--- DATASET ROWS ---
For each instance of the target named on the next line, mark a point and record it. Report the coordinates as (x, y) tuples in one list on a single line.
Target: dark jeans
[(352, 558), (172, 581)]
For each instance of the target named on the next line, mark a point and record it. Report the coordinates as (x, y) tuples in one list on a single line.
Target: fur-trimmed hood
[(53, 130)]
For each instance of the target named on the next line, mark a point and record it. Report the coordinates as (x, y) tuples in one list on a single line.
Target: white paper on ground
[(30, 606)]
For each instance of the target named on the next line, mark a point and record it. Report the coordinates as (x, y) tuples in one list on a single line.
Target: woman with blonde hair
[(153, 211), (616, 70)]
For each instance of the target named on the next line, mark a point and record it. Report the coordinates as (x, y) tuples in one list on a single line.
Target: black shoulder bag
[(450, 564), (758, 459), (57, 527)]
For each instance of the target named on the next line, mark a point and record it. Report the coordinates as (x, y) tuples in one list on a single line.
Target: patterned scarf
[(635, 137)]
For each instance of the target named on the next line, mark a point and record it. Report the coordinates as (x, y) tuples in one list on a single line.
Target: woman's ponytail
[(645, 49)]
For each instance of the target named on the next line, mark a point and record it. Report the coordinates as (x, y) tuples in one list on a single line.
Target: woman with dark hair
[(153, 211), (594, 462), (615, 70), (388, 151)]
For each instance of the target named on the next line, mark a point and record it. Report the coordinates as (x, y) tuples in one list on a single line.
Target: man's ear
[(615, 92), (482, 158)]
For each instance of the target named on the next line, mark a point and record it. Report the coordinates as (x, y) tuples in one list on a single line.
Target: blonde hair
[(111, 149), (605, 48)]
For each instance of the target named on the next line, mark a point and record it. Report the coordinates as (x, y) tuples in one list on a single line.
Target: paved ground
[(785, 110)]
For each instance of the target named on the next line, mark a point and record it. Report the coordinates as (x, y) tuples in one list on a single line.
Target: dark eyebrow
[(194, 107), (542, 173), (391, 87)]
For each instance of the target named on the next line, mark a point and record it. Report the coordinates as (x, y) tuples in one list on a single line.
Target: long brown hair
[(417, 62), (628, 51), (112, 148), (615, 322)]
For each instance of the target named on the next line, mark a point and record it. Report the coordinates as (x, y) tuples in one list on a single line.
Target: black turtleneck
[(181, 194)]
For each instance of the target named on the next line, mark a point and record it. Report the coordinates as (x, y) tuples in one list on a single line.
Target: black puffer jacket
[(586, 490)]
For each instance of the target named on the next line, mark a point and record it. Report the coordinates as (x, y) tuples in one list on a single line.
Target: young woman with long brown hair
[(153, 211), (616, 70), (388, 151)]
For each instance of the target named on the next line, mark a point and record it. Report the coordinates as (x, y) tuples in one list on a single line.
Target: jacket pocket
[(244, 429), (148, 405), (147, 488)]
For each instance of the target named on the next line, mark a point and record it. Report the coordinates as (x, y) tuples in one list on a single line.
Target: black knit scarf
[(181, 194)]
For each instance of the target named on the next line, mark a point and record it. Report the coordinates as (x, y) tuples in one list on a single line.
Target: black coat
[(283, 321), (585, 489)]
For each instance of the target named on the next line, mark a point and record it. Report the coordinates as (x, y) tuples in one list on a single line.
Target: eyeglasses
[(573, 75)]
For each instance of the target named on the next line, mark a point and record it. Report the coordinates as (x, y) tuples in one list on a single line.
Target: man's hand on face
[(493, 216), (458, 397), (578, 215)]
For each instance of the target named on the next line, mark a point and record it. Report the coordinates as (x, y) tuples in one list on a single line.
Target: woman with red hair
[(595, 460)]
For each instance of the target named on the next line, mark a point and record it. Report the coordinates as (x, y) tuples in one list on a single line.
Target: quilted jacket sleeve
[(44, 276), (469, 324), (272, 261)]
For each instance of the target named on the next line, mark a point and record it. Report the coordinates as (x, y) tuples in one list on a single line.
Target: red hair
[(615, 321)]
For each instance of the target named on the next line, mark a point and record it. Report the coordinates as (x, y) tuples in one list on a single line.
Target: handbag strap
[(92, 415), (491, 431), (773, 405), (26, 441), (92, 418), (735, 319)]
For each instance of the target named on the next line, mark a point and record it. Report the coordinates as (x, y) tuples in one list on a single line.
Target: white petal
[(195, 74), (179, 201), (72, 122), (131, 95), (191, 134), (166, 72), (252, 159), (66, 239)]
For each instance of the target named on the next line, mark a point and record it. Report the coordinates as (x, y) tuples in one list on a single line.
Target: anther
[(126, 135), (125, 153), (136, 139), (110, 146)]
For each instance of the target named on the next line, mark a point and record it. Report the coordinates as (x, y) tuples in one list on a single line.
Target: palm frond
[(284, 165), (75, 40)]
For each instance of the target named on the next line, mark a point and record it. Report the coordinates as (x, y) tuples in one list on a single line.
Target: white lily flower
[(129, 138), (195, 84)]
---
- CHALLENGE: Lay out the whole listing above as a JSON list of strings, with one string for each line and any blank lines left out.

- FULL ANSWER:
[
  "For each instance of the target named on the next line, mark a point and record it. Report the coordinates as (x, y) tuples in one list on a single line.",
  "Target: dark jeans",
  "[(352, 558), (172, 581)]",
  "For each instance of the target named on the next line, mark a point and record it. Report the coordinates as (x, y) tuples in one list on a single line.",
  "Target: fur-trimmed hood",
  "[(53, 130)]",
  "For each instance of the target named on the next line, mark a point and record it. Report the coordinates as (x, y) tuples in one list on a single line.",
  "Target: white paper on ground",
  "[(30, 606)]",
  "For each instance of the target named on the next line, mark a point and record it. Report the coordinates as (x, y) tuples in one list on a single line.",
  "Target: woman with blonde hair",
  "[(153, 211), (616, 70)]",
  "For each instance of the target named on the next line, mark a point and record it. Report the coordinates as (x, y) tuples in one list on a single line.",
  "Target: black shoulder bag",
  "[(450, 564), (758, 459), (57, 527)]",
  "For each instance of the target named on the next line, mark a point and record it. Report the coordinates as (x, y) tuples in one list on a single line.",
  "Target: patterned scarf",
  "[(635, 137)]",
  "For each instance of the target named on the next line, mark a point and record it. Report the coordinates as (x, y) tuples in one list on a single line.",
  "Target: woman's ponytail",
  "[(645, 49)]",
  "For each instance of the target named on the next line, mark a point and record it. Report the coordinates as (x, y) tuples in one list on a single line.",
  "Target: woman with dark hair",
  "[(153, 211), (594, 462), (615, 70), (388, 151)]",
  "For each instance of the target named on the next line, mark a point and record it. Report the coordinates as (x, y) tuples in one list on a single line.",
  "Target: man's ear",
  "[(615, 92), (482, 158)]",
  "For each instance of the target named on the next line, mark a point and record it. Report the coordinates as (x, y) tuples in one list on a single line.",
  "Target: blonde hair",
  "[(111, 149), (605, 48)]",
  "For each instance of the target named on the next line, mark a point and record it. Report the coordinates as (x, y) tuples in one list on a single line.",
  "Target: paved ground",
  "[(785, 110)]",
  "For each instance of the target named on the next line, mark a point and record it. Report the coordinates as (x, y) tuples in one list on a single line.",
  "Target: dark eyebrow",
  "[(194, 107), (542, 173), (391, 87)]",
  "For each instance of the target named on the next line, mark a point and record it. Report the coordinates as (x, y) tuples in one list on a single line.",
  "Target: long brown hair",
  "[(417, 62), (628, 51), (112, 148), (615, 322)]",
  "For each instance of the target named on the next line, mark a point and record it. Report the coordinates as (x, y) tuples in one list on a single line.",
  "Target: black turtleneck",
  "[(181, 194)]",
  "For each instance of the target named on the next line, mark a point and record it. Report the coordinates as (x, y) tuples in one list on a single line.",
  "Target: black puffer jacket",
  "[(586, 490)]",
  "For each instance of the target named on the next line, mark a point and record it. Report the coordinates as (x, y) tuples in one list on a single line.",
  "Target: young woman with long brown hair",
  "[(153, 211), (616, 70), (388, 151)]",
  "For each instance of the target named on the next line, mark a point and record it. Report the coordinates as (x, y) tuples in one list on a single line.",
  "Target: jacket pocket",
  "[(244, 429), (148, 405), (147, 488)]",
  "For each instance of the target named on the next line, mark a point and record it. Report the coordinates as (x, y) tuples in one list on a single line.",
  "Target: black knit scarf",
  "[(181, 194)]",
  "For each instance of the target named on the next line, mark a point and record it. Report the coordinates as (x, y) tuples in one list on a single line.",
  "Target: black coat",
  "[(283, 321), (585, 489)]",
  "For each instance of the target named on the next line, mark a point and record it. Report the coordinates as (x, y) tuples in one list on a single line.",
  "Target: eyeglasses",
  "[(573, 75)]",
  "For each instance of the target named on the next line, mark a point and record it. Report the coordinates as (x, y) tuples in one list on a single line.",
  "Target: man's hand on face",
  "[(493, 216), (458, 397), (578, 215)]",
  "For each instance of the target named on the next line, mark a point and record it. Report the coordinates as (x, y) tuples in one list on a single line.",
  "Target: woman with red hair",
  "[(595, 460)]",
  "For each instance of the target named on the next line, mark a point and record it. Report the coordinates as (x, y) tuples in one list on a single line.",
  "Target: quilted jacket sleeve",
  "[(44, 276), (469, 324), (272, 261)]",
  "For each instance of the target named on the next line, mark a point and record it. Report the coordinates as (x, y) tuples in one list on a single line.",
  "Target: red hair",
  "[(615, 321)]",
  "For each instance of the target named on the next line, mark a point and record it. Report the coordinates as (x, y) tuples in one list on a single line.",
  "Target: handbag strap",
  "[(92, 415), (491, 431), (773, 405), (26, 441), (92, 418), (735, 319)]",
  "For each instance of the target named on the next line, mark a point and record it. Report the coordinates as (x, y) tuples in one list on a single line.",
  "Target: white petal",
  "[(195, 74), (179, 201), (72, 122), (131, 95), (191, 134), (166, 72), (252, 159), (66, 239)]",
  "For each instance of the target named on the next line, mark a point and record it. Report the coordinates as (x, y) tuples in one list on a single line.",
  "Target: anther",
  "[(126, 135), (125, 153), (136, 139), (110, 146)]",
  "For each instance of the target named on the next line, mark a point and record it. Report the coordinates as (x, y) tuples in one list on a single line.",
  "Target: palm frond",
  "[(284, 165), (75, 40)]",
  "For each instance of the target named on the next line, mark a point and record it. Report the coordinates as (x, y) tuples in one list on a single line.",
  "Target: white lily flower",
  "[(129, 138), (195, 84)]"
]